→ WRITTEN PROBLEM A: In the family advice post, who was brought in from Hawaii to help take the stepmother's car away?
→ WRITTEN PROBLEM B: Write out everything in the family advice post from "But your boat" down to "able to see it.".

→ PAGE EXTRACT:
My husband and I live on the water and own a boat. His ex-wife (we've been married 23 years) and I are friends of a sort but she grew up near the water and would have liked to have lived there when she moved from their marriage home, which she got in the divorce, 5-10 years ago, but could not afford it. So, she's often a bit jealous of me, thinking I have what she "should" have. I have a "Mother's Day" party here every year with her and her boyfriend and the stepsons, etc.
But your boat problem reminded me of when my stepsister and I had to take my stepmother's car away from her because she was no longer a safe driver. We had my brother come in from Hawaii, because she would not have listened to we women :-) and got it done but after he had gone home she would call my stepsister and myself and rant and rave. Some of it was sadly funny, "My friends all drive, I don't see why I can't!" (this from someone in her 80's, deja vu teenage years) but the anger and hurt were quite real and it was very sad to see her deteriorating and not able to see it.
Think about your mother's and brother's relationship as if you were looking at it from the outside, and look at how your mother would like you to behave (keep the boat for her). Your mother, like all of us I suspect, is trying to set things up for herself as best she can; it would be a good life if she had both her children doing her will still and could have the lifestyle she enjoys without having to do much! Your brother cooks for her it sounds like and does "take care" of her, is someone to talk to and argue with and she gets to be totally in charge, it's not a meddlesome husband!
Now look at your brother, who has never been able to quite break away from Mom and live a life of his own? I feel a bit sorry for him. He's a pseudo husband but without benefits. Sure she gives him spending money but what male do you know that wants to be living with his Mom, have no friends or anyone's respect, and has to ask his mother for everything? She's calling all the shots, she wants him there and he's doesn't have enough whatever to say, "no" and get a life of his own.
You on the other hand are living your own life, are doing the best you can with your resources and not caving to your mother and her control. You are married and act married, working with your husband to have your own household. I think you should be proud of yourself, you are living your life, moving forward as best you can.
I don't think you mother has so much that when she dies your brother will be sitting on easy street. Think about it; now he can at least hide behind "caring for his mother" if a casual acquaintance asks him what he does. But when she dies, he won't have her to guide his life, won't have a job/career/interest, won't have anyone to talk to or argue with, no "companion" anymore. His life is too centered on his mother. I would not be surprised if he drank himself to death or some such?
My father worked hard and my stepmother lived well after he died. When she died, my stepsister and her family/children got the bulk of the estate and I was sad because I was a young child when my father and she married so had lived with she and my father the longest of any of my brothers or stepsister. There was a lot unfair and poorly done with the estate after my stepmother died and, I was no longer included in my stepsister's family group (she is 13 years older than I am), not with my stepmother gone. I lost my "mother" for the second time in my life and the majority of my family! I have three brothers but they're guys and only one lives anywhere near me but we are not very close. I am closer to my brothers in law almost than my own brothers. I know I'm closer to my stepsons. But I have no children of my own and am already wondering what it might be like if my husband dies before I do.

Location identification items
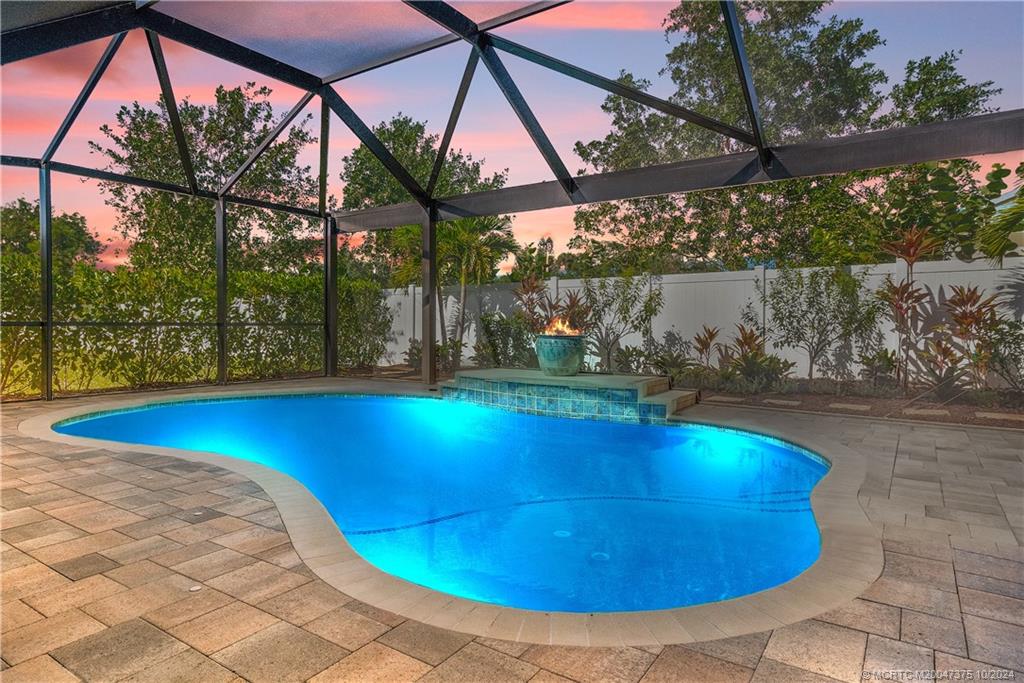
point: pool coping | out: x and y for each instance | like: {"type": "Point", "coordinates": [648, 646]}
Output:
{"type": "Point", "coordinates": [851, 555]}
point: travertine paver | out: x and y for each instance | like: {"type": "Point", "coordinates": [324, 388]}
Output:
{"type": "Point", "coordinates": [100, 558]}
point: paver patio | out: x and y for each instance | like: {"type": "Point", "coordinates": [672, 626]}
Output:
{"type": "Point", "coordinates": [134, 566]}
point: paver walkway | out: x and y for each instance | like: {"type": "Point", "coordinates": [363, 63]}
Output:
{"type": "Point", "coordinates": [141, 567]}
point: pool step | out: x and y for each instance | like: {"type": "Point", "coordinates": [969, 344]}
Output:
{"type": "Point", "coordinates": [674, 400]}
{"type": "Point", "coordinates": [654, 385]}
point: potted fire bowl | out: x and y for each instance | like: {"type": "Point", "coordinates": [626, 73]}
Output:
{"type": "Point", "coordinates": [560, 349]}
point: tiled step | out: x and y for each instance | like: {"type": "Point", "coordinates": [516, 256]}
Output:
{"type": "Point", "coordinates": [674, 399]}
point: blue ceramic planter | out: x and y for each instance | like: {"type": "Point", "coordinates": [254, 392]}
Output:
{"type": "Point", "coordinates": [560, 354]}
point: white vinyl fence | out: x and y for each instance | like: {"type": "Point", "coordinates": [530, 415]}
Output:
{"type": "Point", "coordinates": [715, 299]}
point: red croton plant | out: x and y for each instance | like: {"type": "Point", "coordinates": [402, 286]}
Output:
{"type": "Point", "coordinates": [947, 345]}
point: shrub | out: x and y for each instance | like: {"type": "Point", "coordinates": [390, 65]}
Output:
{"type": "Point", "coordinates": [505, 341]}
{"type": "Point", "coordinates": [617, 307]}
{"type": "Point", "coordinates": [364, 324]}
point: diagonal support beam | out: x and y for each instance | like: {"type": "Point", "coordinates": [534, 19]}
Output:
{"type": "Point", "coordinates": [460, 100]}
{"type": "Point", "coordinates": [172, 109]}
{"type": "Point", "coordinates": [989, 133]}
{"type": "Point", "coordinates": [367, 136]}
{"type": "Point", "coordinates": [457, 23]}
{"type": "Point", "coordinates": [745, 78]}
{"type": "Point", "coordinates": [619, 88]}
{"type": "Point", "coordinates": [83, 96]}
{"type": "Point", "coordinates": [264, 143]}
{"type": "Point", "coordinates": [186, 34]}
{"type": "Point", "coordinates": [528, 120]}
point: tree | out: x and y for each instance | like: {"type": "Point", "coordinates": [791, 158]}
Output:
{"type": "Point", "coordinates": [821, 312]}
{"type": "Point", "coordinates": [165, 228]}
{"type": "Point", "coordinates": [933, 90]}
{"type": "Point", "coordinates": [815, 79]}
{"type": "Point", "coordinates": [534, 260]}
{"type": "Point", "coordinates": [616, 307]}
{"type": "Point", "coordinates": [368, 183]}
{"type": "Point", "coordinates": [477, 246]}
{"type": "Point", "coordinates": [396, 252]}
{"type": "Point", "coordinates": [72, 239]}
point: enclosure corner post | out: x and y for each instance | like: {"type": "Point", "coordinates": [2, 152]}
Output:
{"type": "Point", "coordinates": [46, 283]}
{"type": "Point", "coordinates": [221, 291]}
{"type": "Point", "coordinates": [428, 317]}
{"type": "Point", "coordinates": [330, 298]}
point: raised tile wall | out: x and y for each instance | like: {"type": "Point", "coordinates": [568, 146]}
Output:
{"type": "Point", "coordinates": [562, 401]}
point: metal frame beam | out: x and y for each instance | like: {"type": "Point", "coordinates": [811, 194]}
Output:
{"type": "Point", "coordinates": [42, 38]}
{"type": "Point", "coordinates": [428, 317]}
{"type": "Point", "coordinates": [172, 109]}
{"type": "Point", "coordinates": [186, 34]}
{"type": "Point", "coordinates": [735, 33]}
{"type": "Point", "coordinates": [85, 172]}
{"type": "Point", "coordinates": [265, 142]}
{"type": "Point", "coordinates": [488, 25]}
{"type": "Point", "coordinates": [330, 252]}
{"type": "Point", "coordinates": [221, 242]}
{"type": "Point", "coordinates": [528, 120]}
{"type": "Point", "coordinates": [990, 133]}
{"type": "Point", "coordinates": [445, 15]}
{"type": "Point", "coordinates": [83, 96]}
{"type": "Point", "coordinates": [460, 100]}
{"type": "Point", "coordinates": [619, 88]}
{"type": "Point", "coordinates": [369, 138]}
{"type": "Point", "coordinates": [46, 270]}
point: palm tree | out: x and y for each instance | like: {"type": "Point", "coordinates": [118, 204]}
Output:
{"type": "Point", "coordinates": [468, 250]}
{"type": "Point", "coordinates": [477, 247]}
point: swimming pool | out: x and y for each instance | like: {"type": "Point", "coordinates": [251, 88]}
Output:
{"type": "Point", "coordinates": [519, 510]}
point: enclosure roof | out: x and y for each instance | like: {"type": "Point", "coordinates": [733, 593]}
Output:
{"type": "Point", "coordinates": [328, 40]}
{"type": "Point", "coordinates": [312, 45]}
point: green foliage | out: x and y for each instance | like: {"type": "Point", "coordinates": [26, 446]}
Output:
{"type": "Point", "coordinates": [170, 229]}
{"type": "Point", "coordinates": [364, 324]}
{"type": "Point", "coordinates": [824, 312]}
{"type": "Point", "coordinates": [505, 341]}
{"type": "Point", "coordinates": [815, 79]}
{"type": "Point", "coordinates": [19, 233]}
{"type": "Point", "coordinates": [992, 238]}
{"type": "Point", "coordinates": [1007, 342]}
{"type": "Point", "coordinates": [933, 90]}
{"type": "Point", "coordinates": [534, 260]}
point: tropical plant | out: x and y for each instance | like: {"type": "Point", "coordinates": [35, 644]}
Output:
{"type": "Point", "coordinates": [705, 344]}
{"type": "Point", "coordinates": [973, 318]}
{"type": "Point", "coordinates": [506, 341]}
{"type": "Point", "coordinates": [1007, 341]}
{"type": "Point", "coordinates": [616, 308]}
{"type": "Point", "coordinates": [879, 367]}
{"type": "Point", "coordinates": [943, 365]}
{"type": "Point", "coordinates": [364, 324]}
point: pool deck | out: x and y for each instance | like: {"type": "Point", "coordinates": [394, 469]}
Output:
{"type": "Point", "coordinates": [130, 564]}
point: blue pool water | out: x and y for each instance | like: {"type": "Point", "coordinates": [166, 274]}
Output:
{"type": "Point", "coordinates": [526, 511]}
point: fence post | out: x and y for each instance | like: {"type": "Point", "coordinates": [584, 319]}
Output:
{"type": "Point", "coordinates": [221, 224]}
{"type": "Point", "coordinates": [428, 317]}
{"type": "Point", "coordinates": [330, 298]}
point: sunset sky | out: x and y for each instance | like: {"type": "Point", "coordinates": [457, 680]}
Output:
{"type": "Point", "coordinates": [604, 37]}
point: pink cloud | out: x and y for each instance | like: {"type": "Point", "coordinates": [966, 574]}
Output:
{"type": "Point", "coordinates": [597, 15]}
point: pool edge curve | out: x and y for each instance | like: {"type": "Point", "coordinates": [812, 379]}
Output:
{"type": "Point", "coordinates": [850, 559]}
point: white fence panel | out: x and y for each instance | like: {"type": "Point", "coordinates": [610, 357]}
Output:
{"type": "Point", "coordinates": [715, 299]}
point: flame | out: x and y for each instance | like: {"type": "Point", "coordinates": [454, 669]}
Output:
{"type": "Point", "coordinates": [561, 328]}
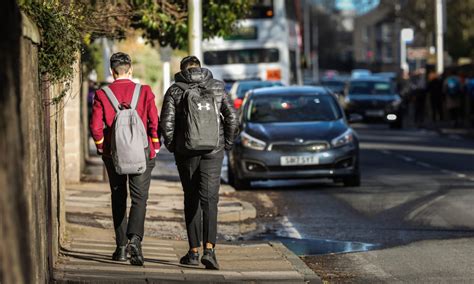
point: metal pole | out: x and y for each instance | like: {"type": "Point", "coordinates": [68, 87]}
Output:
{"type": "Point", "coordinates": [439, 36]}
{"type": "Point", "coordinates": [403, 54]}
{"type": "Point", "coordinates": [307, 56]}
{"type": "Point", "coordinates": [166, 76]}
{"type": "Point", "coordinates": [195, 28]}
{"type": "Point", "coordinates": [316, 46]}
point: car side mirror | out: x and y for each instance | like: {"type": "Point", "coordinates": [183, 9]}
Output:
{"type": "Point", "coordinates": [354, 117]}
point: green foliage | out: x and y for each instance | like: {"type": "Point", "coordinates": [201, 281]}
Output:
{"type": "Point", "coordinates": [167, 22]}
{"type": "Point", "coordinates": [61, 39]}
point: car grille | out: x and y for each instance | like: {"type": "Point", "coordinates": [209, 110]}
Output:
{"type": "Point", "coordinates": [307, 147]}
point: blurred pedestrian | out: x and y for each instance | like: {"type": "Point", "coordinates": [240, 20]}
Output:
{"type": "Point", "coordinates": [198, 124]}
{"type": "Point", "coordinates": [452, 87]}
{"type": "Point", "coordinates": [109, 102]}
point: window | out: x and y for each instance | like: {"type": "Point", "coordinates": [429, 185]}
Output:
{"type": "Point", "coordinates": [370, 88]}
{"type": "Point", "coordinates": [293, 108]}
{"type": "Point", "coordinates": [241, 56]}
{"type": "Point", "coordinates": [261, 9]}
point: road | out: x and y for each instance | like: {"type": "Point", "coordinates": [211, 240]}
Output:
{"type": "Point", "coordinates": [414, 211]}
{"type": "Point", "coordinates": [412, 219]}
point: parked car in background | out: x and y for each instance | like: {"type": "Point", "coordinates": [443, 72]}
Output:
{"type": "Point", "coordinates": [240, 88]}
{"type": "Point", "coordinates": [297, 132]}
{"type": "Point", "coordinates": [374, 98]}
{"type": "Point", "coordinates": [335, 85]}
{"type": "Point", "coordinates": [360, 73]}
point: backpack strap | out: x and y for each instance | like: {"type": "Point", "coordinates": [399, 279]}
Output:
{"type": "Point", "coordinates": [136, 96]}
{"type": "Point", "coordinates": [112, 99]}
{"type": "Point", "coordinates": [182, 85]}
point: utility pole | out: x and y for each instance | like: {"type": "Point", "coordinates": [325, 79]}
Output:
{"type": "Point", "coordinates": [439, 36]}
{"type": "Point", "coordinates": [165, 54]}
{"type": "Point", "coordinates": [306, 37]}
{"type": "Point", "coordinates": [195, 28]}
{"type": "Point", "coordinates": [315, 51]}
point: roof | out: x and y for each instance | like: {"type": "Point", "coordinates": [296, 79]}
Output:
{"type": "Point", "coordinates": [371, 78]}
{"type": "Point", "coordinates": [288, 90]}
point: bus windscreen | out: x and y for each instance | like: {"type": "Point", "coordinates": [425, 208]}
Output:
{"type": "Point", "coordinates": [241, 56]}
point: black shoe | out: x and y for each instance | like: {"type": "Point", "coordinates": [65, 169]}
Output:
{"type": "Point", "coordinates": [135, 248]}
{"type": "Point", "coordinates": [120, 253]}
{"type": "Point", "coordinates": [191, 258]}
{"type": "Point", "coordinates": [209, 259]}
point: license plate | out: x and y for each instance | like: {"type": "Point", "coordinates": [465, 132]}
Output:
{"type": "Point", "coordinates": [299, 160]}
{"type": "Point", "coordinates": [375, 113]}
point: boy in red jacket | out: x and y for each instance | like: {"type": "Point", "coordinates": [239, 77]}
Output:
{"type": "Point", "coordinates": [103, 114]}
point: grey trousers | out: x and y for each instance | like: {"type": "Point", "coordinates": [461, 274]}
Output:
{"type": "Point", "coordinates": [139, 186]}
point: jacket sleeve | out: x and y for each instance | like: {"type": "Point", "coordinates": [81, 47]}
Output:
{"type": "Point", "coordinates": [96, 124]}
{"type": "Point", "coordinates": [167, 122]}
{"type": "Point", "coordinates": [153, 119]}
{"type": "Point", "coordinates": [231, 123]}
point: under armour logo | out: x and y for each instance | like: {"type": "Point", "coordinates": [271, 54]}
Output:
{"type": "Point", "coordinates": [207, 106]}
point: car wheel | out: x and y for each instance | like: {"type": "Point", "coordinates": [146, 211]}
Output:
{"type": "Point", "coordinates": [241, 184]}
{"type": "Point", "coordinates": [353, 180]}
{"type": "Point", "coordinates": [237, 183]}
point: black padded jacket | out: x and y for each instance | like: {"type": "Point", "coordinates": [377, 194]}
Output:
{"type": "Point", "coordinates": [172, 111]}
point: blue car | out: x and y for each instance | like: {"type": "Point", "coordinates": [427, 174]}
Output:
{"type": "Point", "coordinates": [294, 133]}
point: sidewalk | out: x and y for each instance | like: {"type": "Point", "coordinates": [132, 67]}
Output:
{"type": "Point", "coordinates": [90, 242]}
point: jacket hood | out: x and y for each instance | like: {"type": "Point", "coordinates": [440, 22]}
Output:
{"type": "Point", "coordinates": [193, 76]}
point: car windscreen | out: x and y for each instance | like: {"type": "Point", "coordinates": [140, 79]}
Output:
{"type": "Point", "coordinates": [245, 87]}
{"type": "Point", "coordinates": [292, 108]}
{"type": "Point", "coordinates": [370, 88]}
{"type": "Point", "coordinates": [333, 85]}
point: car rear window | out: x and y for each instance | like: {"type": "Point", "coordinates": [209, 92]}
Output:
{"type": "Point", "coordinates": [293, 108]}
{"type": "Point", "coordinates": [370, 88]}
{"type": "Point", "coordinates": [244, 88]}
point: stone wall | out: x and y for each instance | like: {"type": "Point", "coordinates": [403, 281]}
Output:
{"type": "Point", "coordinates": [32, 156]}
{"type": "Point", "coordinates": [72, 124]}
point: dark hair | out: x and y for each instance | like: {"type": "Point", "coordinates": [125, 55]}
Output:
{"type": "Point", "coordinates": [120, 63]}
{"type": "Point", "coordinates": [189, 61]}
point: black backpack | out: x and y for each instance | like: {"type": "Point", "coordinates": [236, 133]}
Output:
{"type": "Point", "coordinates": [201, 121]}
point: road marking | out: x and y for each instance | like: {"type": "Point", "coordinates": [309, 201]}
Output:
{"type": "Point", "coordinates": [420, 209]}
{"type": "Point", "coordinates": [289, 229]}
{"type": "Point", "coordinates": [426, 165]}
{"type": "Point", "coordinates": [448, 172]}
{"type": "Point", "coordinates": [415, 148]}
{"type": "Point", "coordinates": [405, 158]}
{"type": "Point", "coordinates": [266, 201]}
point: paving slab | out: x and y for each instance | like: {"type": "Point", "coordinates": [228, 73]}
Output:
{"type": "Point", "coordinates": [86, 261]}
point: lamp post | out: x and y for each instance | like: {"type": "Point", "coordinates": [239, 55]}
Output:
{"type": "Point", "coordinates": [439, 36]}
{"type": "Point", "coordinates": [195, 28]}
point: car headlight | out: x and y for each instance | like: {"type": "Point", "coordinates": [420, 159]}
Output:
{"type": "Point", "coordinates": [396, 103]}
{"type": "Point", "coordinates": [343, 139]}
{"type": "Point", "coordinates": [252, 142]}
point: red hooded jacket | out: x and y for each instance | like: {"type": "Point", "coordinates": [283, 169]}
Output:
{"type": "Point", "coordinates": [103, 114]}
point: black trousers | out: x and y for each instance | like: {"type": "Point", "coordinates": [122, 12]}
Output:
{"type": "Point", "coordinates": [139, 186]}
{"type": "Point", "coordinates": [200, 177]}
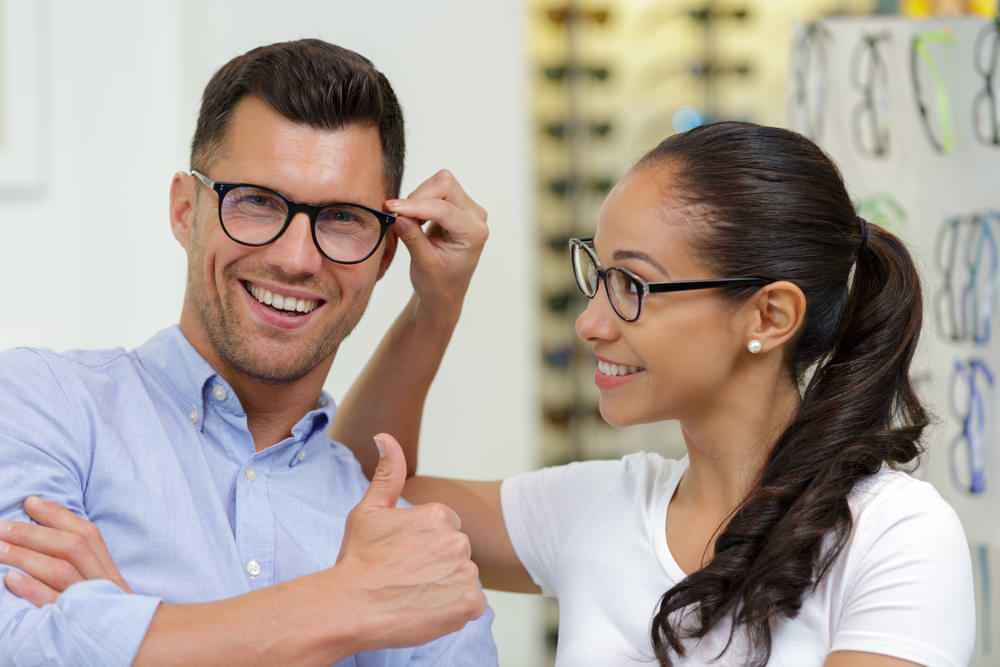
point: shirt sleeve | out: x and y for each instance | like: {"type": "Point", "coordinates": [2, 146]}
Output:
{"type": "Point", "coordinates": [912, 595]}
{"type": "Point", "coordinates": [542, 509]}
{"type": "Point", "coordinates": [45, 451]}
{"type": "Point", "coordinates": [472, 646]}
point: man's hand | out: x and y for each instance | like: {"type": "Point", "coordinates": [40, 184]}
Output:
{"type": "Point", "coordinates": [447, 252]}
{"type": "Point", "coordinates": [408, 573]}
{"type": "Point", "coordinates": [59, 552]}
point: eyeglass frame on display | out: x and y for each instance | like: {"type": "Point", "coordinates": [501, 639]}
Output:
{"type": "Point", "coordinates": [919, 51]}
{"type": "Point", "coordinates": [813, 37]}
{"type": "Point", "coordinates": [222, 189]}
{"type": "Point", "coordinates": [946, 260]}
{"type": "Point", "coordinates": [987, 95]}
{"type": "Point", "coordinates": [869, 43]}
{"type": "Point", "coordinates": [974, 442]}
{"type": "Point", "coordinates": [645, 288]}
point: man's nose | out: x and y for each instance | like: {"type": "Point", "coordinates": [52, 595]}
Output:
{"type": "Point", "coordinates": [295, 252]}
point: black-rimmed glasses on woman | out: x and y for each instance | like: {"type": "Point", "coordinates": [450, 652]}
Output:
{"type": "Point", "coordinates": [253, 215]}
{"type": "Point", "coordinates": [626, 291]}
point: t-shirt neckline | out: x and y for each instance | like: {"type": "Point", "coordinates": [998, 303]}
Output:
{"type": "Point", "coordinates": [658, 527]}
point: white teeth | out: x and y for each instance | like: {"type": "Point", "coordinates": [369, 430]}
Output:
{"type": "Point", "coordinates": [616, 370]}
{"type": "Point", "coordinates": [282, 302]}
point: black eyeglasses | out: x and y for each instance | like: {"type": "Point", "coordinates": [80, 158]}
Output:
{"type": "Point", "coordinates": [985, 111]}
{"type": "Point", "coordinates": [253, 215]}
{"type": "Point", "coordinates": [626, 290]}
{"type": "Point", "coordinates": [870, 77]}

→ PROBLEM SOLUTION A: The writer's brother.

→ PROBLEM SOLUTION B:
But your boat problem reminded me of when my stepsister and I had to take my stepmother's car away from her because she was no longer a safe driver. We had my brother come in from Hawaii, because she would not have listened to we women :-) and got it done but after he had gone home she would call my stepsister and myself and rant and rave. Some of it was sadly funny, "My friends all drive, I don't see why I can't!" (this from someone in her 80's, deja vu teenage years) but the anger and hurt were quite real and it was very sad to see her deteriorating and not able to see it.